RALEIGH, N.C. (AP) — North Carolina voters were deciding on Super Tuesday which Democrat they believe can unseat Sen. Thom Tillis and whether the current GOP lieutenant governor is the one best suited to oust Gov. Roy Cooper in the fall.
Dozens of nominations for federal, state government and legislative seats appear on primary ballots below the high-profile choices for president that brought massive candidate operations and advertising to the state in recent weeks.
Primary results should set the fall election lineups for seats currently held by Cooper and Tillis. Both had their own primaries but were expected to win, with Tillis facing three GOP rivals little known statewide. Cooper faced Ernest Reeves, who has run unsuccessfully for several elected positions.
Voters also winnowed the fields for lieutenant governor, school superintendent and other Council of State positions. Democratic primary voters in two congressional districts now favoring the party after a recent redistricting were picking nominees who stood a strong chance to reach Capitol Hill next year.
Unaffiliated voters, who make up one-third of the state’s electorate, are the primary wild cards since they can participate in the Democratic or Republican primaries. About 778,000 people cast ballots during the early in-person voting period that ended Saturday. Overall primary voting could reach three times that number if it follows previous presidential years.
For the Senate, five Democrats sought to challenge Tillis, led by former state legislator Cal Cunningham and current state Sen. Erica Smith. Cunningham, an Iraq War veteran, and 2010 U.S. Senate candidate was the leading fundraiser in the primary. He was endorsed by the Democratic Senatorial Campaign Committee and benefited from more than $9 million in outside spending from two super PACs.
Some of the super PAC ads sought to counter pro-Smith commercials paid for by an unusual source: a group linked to Senate Majority Leader Mitch McConnell. The GOP effort was designed to weaken Cunningham among progressive voters by pointing out he didn’t support the Green New Deal or Medicaid for All. The campaign of Smith, who backs those policies, still blasted the interference, adding that black women “are not chess pawns for D.C. committees.” Smith would become the first African American female senator from the South if elected.
Meanwhile, Tillis was ultimately spared from an expensive race against well-funded challengers who either didn’t run or pulled out. Questions about Tillis’ loyalty to President Donald Trump by hardline Republicans have subsided in recent months, particularly during Trump’s impeachment.

* **Supplied entries**

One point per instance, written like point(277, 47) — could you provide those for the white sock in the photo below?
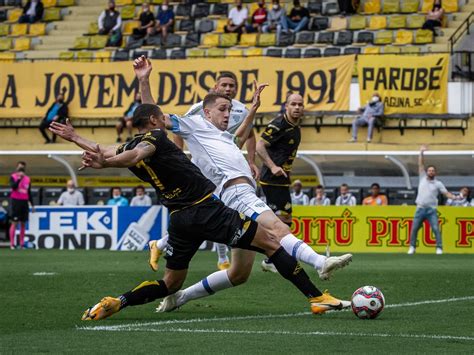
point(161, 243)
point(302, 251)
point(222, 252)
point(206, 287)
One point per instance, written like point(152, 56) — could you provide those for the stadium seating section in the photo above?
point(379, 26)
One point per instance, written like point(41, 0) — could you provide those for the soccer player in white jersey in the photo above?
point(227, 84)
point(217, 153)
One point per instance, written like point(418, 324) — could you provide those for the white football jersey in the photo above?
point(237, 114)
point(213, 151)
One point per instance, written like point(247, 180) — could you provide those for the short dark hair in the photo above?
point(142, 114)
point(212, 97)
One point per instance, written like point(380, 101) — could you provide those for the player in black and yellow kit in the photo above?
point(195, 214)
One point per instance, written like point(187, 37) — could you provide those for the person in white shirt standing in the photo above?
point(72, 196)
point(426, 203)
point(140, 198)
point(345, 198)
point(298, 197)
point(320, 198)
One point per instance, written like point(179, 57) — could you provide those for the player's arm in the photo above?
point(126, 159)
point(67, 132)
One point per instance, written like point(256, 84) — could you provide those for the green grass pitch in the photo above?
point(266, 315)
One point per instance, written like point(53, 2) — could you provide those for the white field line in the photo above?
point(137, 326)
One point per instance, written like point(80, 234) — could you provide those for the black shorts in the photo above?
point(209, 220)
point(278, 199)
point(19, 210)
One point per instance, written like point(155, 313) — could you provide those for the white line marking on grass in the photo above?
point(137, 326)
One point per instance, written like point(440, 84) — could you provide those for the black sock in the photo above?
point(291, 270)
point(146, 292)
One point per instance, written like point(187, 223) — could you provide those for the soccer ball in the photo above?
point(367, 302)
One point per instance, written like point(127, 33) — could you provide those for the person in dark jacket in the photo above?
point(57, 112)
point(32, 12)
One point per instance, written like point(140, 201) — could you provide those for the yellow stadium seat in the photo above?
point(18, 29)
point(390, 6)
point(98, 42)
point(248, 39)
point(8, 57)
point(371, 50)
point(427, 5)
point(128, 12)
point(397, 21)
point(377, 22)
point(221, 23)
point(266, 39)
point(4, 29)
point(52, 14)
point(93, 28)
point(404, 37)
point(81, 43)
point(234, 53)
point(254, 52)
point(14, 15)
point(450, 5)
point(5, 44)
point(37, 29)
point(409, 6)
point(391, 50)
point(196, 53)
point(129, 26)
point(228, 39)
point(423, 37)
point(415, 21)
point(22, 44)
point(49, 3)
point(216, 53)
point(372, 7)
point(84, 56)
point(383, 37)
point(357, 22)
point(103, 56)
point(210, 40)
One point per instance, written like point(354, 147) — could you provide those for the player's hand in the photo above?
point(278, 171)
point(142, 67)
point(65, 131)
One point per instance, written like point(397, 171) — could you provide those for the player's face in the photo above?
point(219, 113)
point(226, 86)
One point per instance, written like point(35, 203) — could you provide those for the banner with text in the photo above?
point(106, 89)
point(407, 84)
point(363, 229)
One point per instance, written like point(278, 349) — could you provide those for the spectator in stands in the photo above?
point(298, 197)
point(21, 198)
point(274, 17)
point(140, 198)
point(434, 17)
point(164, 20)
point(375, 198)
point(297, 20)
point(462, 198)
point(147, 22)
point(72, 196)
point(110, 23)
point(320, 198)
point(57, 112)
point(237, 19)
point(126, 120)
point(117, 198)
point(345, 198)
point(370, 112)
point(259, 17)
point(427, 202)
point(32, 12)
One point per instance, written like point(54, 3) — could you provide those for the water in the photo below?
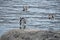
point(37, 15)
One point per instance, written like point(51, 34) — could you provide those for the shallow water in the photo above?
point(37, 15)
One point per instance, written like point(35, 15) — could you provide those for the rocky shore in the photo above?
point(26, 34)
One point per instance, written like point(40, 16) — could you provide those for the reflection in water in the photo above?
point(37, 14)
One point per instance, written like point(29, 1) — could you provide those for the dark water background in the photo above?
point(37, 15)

* **Your tasks**
(A) Transcribe the North Carolina primary article word for word, covering the stretch from "Meanwhile, Tillis was" through "during Trump’s impeachment.".
(B) Write the next part of the news article on North Carolina's Super Tuesday primary, picking up after its final sentence.

* **Results in order**
(A)
Meanwhile, Tillis was ultimately spared from an expensive race against well-funded challengers who either didn’t run or pulled out. Questions about Tillis’ loyalty to President Donald Trump by hardline Republicans have subsided in recent months, particularly during Trump’s impeachment.

(B)
In the race for governor, Lt. Gov. Dan Forest had the fundraising and organizational advantages over state Rep. Holly Grange in the Republican primary. While Forest won statewide elections for lieutenant governor in 2012 and 2016, Grange questioned his electability in November against Cooper, who had a whopping $9.5 million in his campaign coffers a few weeks ago. Forest had $750,000.
Forest, a favorite of social conservatives who strongly supported the state’s 2016 divisive “bathroom bill,” has used his position to promote broadband access and financial literacy for K-12 students among other policies. Grange said Forest was divisive.
For Congress, voters are picking nominees for the Piedmont-area 2nd and 6th Districts and far-western 11th District, where each Republican chose not to seek reelection. Reps. George Holding of Raleigh and Mark Walker of Greensboro cited the November redrawing of the state’s congressional map after a court ruling for their decisions.
Both districts became more Democratic, so the winner among the five Democrats in the 6th District and four Democrats in the 2nd District will be strong favorites in the fall. In the still Republican-leaning 11th District, where GOP Rep. Mark Meadows decided against running again, 12 Republicans and five Democrats were on Tuesday’s primary ballots. May runoffs are possible if the top vote-getter fails to exceed a 30% threshold.
Runoffs are also possible for lieutenant governor, where nine Republicans and six Democrats are seeking to succeed Forest. One is GOP Superintendent of Public Instruction Mark Johnson.
One or both major parties held primaries for the other seven positions on the Council of State, composed of statewide executive department leaders.
About two dozen General Assembly incumbents also faced primary rivals on Tuesday. All 170 House and Senate seats will be on November ballots. Republicans currently hold slight seat advantages in either chamber.